>>>
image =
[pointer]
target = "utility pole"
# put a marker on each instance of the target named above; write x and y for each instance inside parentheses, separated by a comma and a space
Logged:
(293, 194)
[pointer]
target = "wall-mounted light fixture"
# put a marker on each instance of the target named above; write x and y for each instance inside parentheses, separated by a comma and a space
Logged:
<<<
**TASK DETAILS:** Rewrite the data above, swapping every "target" for "object" and leaving everything else unchanged.

**THE ANSWER:**
image =
[pointer]
object = "utility pole"
# put a marker on each instance of the object named above; write x and y for each instance inside parentheses, separated by a comma and a space
Logged:
(293, 194)
[pointer]
object = "wall-mounted light fixture"
# put a marker on each instance of the object named above; write x and y for each instance inside parentheses, separated by a comma and a space
Logged:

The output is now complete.